DOCUMENT TEXT:
▼

Then Mark Millar came on. He wrote four three-issue stories, and in that time he completely undid the series' potential. No, he did that quicker. Right from his first scene, where they're suddenly time-traveling back to the time of the dinosaurs, calling themselves "The Fantastic Four" and acting like jaded adults. Millar felt that the appeal of FF is that any craziness can happen, and maybe there's something to that. But that's not where this series should have gone. (Incidentally, he's writing the regular Fantastic Four now. He's writing it exactly as he wrote UFF, and it's not any good.) Once you say that Reed can invent anything as the plot dictates, and they're not acting like kids anymore, and there are no rules, what's the difference between it and the original? Why bother with an Ultimate version at all? Them looking younger isn't such a big difference to the kinds of stories you're telling.

It's not like Millar's stories were good on their own terms, either. He kept to a very rigid formula: Issue 1: set-up. Issue 2: The Twist. Issue 3: resolution. In each story, The Plot Twist was the only reason for the story to be told. To his credit, the twists were clever. But there was nothing but the twist. For instance: The first story started with Reed Richards discovering the original Marvel Universe in the multiverse and having a pleasant inter-dimensional chat with the original (and older) Reed Richards. All amusing enough, but there was no plot. Then in issue two, The Twist: it's not the Marvel Universe after all- it's another alternate reality just like it except that all the superheroes have become zombies. The communication was a trick, to let the zombies into the Ultimate Universe to feed some more. In issue three, they close the portal and prevent a zombie invasion. This doesn't feel exciting so much as feeling like it's clearing the stage for the next story and twist. It's a story which Mark Millar can feel proud about as he tells his friends what his clever plot twist is, but it's not a story that's good.

▲

RECORDED INFORMATION:
▼

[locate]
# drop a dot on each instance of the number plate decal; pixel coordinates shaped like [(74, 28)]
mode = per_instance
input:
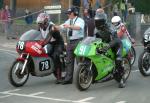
[(44, 65)]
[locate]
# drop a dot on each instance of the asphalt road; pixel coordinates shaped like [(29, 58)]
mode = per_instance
[(44, 89)]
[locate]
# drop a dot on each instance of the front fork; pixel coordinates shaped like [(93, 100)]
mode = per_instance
[(25, 63)]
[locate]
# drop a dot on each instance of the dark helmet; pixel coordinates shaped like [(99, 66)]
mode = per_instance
[(100, 20), (74, 10)]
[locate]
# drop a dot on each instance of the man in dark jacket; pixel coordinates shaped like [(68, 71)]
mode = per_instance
[(108, 35)]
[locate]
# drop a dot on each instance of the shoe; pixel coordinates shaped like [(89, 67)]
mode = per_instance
[(122, 83), (66, 82)]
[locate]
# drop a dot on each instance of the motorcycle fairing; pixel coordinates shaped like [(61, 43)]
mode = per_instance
[(43, 66)]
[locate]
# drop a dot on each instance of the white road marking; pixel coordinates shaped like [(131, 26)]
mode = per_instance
[(5, 96), (11, 91), (6, 50), (40, 97), (122, 102), (135, 70), (86, 99), (38, 93)]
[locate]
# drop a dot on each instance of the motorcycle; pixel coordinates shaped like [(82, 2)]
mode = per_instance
[(32, 59), (132, 54), (96, 67), (144, 58)]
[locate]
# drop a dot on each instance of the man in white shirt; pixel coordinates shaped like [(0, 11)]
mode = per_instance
[(75, 32)]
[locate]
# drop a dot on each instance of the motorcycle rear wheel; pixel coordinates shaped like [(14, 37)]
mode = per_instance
[(144, 63), (83, 77), (15, 77)]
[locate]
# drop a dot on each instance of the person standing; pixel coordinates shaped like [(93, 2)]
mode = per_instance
[(75, 32), (28, 17), (6, 18), (89, 23), (53, 42)]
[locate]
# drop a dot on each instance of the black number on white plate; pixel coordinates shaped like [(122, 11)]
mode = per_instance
[(44, 65)]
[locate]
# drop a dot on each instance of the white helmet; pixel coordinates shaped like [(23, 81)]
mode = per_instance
[(116, 20), (42, 18)]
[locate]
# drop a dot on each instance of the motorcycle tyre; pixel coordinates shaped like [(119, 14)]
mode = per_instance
[(77, 78), (10, 78), (140, 62)]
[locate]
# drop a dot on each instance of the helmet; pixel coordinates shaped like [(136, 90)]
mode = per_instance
[(73, 10), (42, 18), (100, 20), (116, 20)]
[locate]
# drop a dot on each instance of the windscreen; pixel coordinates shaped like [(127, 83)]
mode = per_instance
[(89, 40), (31, 35)]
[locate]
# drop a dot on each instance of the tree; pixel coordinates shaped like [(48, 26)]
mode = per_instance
[(1, 4), (142, 6)]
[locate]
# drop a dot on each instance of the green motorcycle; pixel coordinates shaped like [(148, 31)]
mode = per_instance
[(93, 67)]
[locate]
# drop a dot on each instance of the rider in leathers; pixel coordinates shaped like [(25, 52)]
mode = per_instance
[(53, 42), (108, 35)]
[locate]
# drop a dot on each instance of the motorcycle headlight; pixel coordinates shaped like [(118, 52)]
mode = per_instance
[(20, 45)]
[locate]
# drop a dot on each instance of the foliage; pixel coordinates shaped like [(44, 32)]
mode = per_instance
[(142, 6)]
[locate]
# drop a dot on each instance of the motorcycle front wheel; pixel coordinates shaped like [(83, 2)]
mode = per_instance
[(144, 63), (83, 76), (15, 77)]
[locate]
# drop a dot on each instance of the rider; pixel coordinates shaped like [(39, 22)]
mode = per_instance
[(53, 42), (108, 35), (121, 28)]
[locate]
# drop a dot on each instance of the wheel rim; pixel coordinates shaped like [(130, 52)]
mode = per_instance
[(85, 77), (127, 68), (16, 73), (146, 63)]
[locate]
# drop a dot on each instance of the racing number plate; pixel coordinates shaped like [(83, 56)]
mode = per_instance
[(44, 65)]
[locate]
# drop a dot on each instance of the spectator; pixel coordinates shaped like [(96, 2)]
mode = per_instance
[(115, 10), (6, 18), (28, 17), (89, 23), (75, 32)]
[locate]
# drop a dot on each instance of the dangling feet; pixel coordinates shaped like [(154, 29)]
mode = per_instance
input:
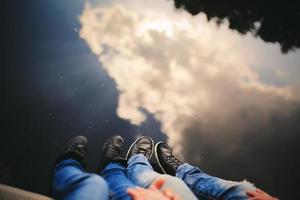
[(112, 151), (143, 145), (165, 158), (75, 149)]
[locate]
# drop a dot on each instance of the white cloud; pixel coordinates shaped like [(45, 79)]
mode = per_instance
[(183, 70)]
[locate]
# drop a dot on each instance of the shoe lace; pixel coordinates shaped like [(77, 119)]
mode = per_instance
[(171, 159), (145, 151)]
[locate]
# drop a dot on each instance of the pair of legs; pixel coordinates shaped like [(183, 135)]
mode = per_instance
[(203, 185), (119, 174)]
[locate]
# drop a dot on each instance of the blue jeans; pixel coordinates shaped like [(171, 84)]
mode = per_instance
[(71, 182), (205, 186), (141, 173)]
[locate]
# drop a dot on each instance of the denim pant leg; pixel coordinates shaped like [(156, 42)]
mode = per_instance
[(71, 182), (205, 186), (116, 176), (141, 173)]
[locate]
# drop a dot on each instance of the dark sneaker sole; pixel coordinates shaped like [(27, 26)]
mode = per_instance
[(152, 143), (156, 156)]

▲

TASK ITEM: In the commentary on Mark Millar's stories, what happens in the second issue of the first story? The records come from a different source than the text.

OUTPUT OF THE EXERCISE: It turns out not to be the Marvel Universe but another alternate reality where all the superheroes have become zombies, and the communication was a trick to let the zombies into the Ultimate Universe.